╔══
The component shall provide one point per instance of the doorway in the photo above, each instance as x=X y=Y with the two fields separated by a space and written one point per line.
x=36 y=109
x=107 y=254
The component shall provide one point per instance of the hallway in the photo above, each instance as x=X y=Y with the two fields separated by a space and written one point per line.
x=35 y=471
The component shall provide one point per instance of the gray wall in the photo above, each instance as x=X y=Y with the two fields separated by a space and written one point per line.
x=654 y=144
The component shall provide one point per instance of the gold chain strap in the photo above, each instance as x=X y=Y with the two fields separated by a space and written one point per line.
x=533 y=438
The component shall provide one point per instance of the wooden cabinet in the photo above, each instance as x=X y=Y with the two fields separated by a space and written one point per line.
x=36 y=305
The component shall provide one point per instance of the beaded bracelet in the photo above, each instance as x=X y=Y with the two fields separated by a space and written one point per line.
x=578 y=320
╚══
What this task involves:
Lines from the one containing "The component shall provide one point per instance of the beaded" through the end of the entries above must be copied exactly; include both ends and no other lines.

Written response:
The component shall provide one point per instance of the beaded bracelet in the photo above, each instance as x=X y=Y with the two fields separated by a space and written one point per line.
x=578 y=320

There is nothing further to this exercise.